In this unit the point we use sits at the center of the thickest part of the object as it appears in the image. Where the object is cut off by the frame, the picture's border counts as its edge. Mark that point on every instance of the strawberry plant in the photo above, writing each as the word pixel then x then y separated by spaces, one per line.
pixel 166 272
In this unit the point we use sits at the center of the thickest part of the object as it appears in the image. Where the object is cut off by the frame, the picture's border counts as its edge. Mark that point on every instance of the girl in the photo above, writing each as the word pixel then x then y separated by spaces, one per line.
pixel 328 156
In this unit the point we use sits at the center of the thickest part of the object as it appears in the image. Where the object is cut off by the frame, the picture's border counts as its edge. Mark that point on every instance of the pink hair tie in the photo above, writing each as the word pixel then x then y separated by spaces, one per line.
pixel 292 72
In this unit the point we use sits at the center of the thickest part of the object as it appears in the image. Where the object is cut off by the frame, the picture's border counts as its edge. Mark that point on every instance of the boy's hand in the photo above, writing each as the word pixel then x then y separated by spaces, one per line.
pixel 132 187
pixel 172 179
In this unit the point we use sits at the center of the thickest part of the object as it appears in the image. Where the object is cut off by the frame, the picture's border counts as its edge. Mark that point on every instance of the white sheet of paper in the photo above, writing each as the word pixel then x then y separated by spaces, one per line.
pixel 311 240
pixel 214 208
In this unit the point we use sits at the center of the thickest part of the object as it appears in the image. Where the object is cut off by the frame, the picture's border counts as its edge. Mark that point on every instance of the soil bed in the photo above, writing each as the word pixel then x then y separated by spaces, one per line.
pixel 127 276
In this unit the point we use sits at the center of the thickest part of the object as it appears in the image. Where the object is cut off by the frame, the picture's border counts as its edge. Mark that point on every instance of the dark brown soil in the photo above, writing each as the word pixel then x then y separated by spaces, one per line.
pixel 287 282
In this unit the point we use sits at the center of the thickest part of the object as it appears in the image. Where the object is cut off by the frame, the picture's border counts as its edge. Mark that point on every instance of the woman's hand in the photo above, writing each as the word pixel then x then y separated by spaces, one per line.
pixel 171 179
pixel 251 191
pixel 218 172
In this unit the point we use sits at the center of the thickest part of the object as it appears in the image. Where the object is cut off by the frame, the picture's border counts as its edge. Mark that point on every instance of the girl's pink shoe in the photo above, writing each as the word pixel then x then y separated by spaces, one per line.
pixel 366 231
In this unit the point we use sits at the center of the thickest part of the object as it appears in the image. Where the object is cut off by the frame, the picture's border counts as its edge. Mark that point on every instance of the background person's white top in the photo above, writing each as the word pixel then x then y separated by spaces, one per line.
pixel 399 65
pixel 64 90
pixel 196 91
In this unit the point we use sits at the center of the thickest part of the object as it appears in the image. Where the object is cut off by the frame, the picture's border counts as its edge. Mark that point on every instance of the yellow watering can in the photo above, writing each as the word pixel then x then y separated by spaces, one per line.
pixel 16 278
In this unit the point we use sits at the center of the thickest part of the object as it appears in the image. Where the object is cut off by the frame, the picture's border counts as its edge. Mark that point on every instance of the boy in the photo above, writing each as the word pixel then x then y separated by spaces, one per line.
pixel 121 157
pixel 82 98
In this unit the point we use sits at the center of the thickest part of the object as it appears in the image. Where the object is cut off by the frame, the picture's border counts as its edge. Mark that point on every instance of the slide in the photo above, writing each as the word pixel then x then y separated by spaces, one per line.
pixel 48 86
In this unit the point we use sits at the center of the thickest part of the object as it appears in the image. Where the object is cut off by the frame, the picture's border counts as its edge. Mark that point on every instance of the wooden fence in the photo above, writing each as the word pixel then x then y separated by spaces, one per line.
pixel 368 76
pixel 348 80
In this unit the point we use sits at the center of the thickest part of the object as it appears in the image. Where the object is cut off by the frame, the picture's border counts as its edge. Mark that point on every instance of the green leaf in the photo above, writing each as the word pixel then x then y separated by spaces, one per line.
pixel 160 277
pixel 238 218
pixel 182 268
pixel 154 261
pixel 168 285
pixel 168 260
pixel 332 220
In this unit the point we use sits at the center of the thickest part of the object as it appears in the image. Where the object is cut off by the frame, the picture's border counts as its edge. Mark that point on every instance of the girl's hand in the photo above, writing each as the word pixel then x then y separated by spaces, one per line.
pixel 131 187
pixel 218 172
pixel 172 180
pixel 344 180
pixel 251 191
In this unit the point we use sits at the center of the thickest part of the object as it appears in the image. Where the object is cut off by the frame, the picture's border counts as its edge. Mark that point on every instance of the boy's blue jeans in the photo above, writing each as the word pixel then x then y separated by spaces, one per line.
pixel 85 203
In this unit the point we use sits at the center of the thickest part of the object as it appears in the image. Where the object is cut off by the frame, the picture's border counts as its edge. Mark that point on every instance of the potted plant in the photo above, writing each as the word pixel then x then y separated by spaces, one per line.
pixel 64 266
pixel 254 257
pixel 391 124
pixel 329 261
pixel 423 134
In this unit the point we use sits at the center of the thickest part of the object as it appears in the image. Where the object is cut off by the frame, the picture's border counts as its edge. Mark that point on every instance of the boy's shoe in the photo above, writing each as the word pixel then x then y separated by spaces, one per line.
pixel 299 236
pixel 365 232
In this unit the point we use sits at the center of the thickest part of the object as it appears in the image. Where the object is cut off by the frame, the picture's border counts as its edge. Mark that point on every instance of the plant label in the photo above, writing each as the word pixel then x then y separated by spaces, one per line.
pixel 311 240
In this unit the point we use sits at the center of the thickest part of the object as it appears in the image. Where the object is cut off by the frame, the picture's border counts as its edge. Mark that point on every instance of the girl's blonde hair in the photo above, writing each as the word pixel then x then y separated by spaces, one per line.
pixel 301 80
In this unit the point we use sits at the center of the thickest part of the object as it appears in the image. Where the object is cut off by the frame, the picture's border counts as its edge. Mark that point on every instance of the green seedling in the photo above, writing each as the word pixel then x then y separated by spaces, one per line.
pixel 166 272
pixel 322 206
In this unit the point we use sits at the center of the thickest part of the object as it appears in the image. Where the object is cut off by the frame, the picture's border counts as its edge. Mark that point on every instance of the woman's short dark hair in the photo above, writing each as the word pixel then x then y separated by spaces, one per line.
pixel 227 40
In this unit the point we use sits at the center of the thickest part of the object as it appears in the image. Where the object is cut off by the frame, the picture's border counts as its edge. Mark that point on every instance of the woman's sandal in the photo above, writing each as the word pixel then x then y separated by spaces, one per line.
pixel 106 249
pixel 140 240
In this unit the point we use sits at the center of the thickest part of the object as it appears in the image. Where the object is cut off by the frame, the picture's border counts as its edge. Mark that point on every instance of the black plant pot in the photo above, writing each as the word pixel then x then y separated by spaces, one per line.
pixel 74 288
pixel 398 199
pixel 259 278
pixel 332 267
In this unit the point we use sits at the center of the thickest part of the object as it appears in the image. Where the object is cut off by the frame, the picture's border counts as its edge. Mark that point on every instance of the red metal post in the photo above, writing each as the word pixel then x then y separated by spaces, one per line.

++++++

> Stated goal: Copy out, unchanged, the part of the material above that opens with the line containing "of the potted" and closes with the line containing "pixel 423 134". Include both of those lines.

> The completed task:
In this unit the point we use sits at the center of the thickest part of the object as it appears in the image. Where the object is cut off by the frame, the picture's border counts as its edge. Mark that point on every instance of the potted plant in the photo above, writing each as the word pixel then x then y separated by spaces, one per line.
pixel 64 266
pixel 254 257
pixel 391 124
pixel 329 261
pixel 423 134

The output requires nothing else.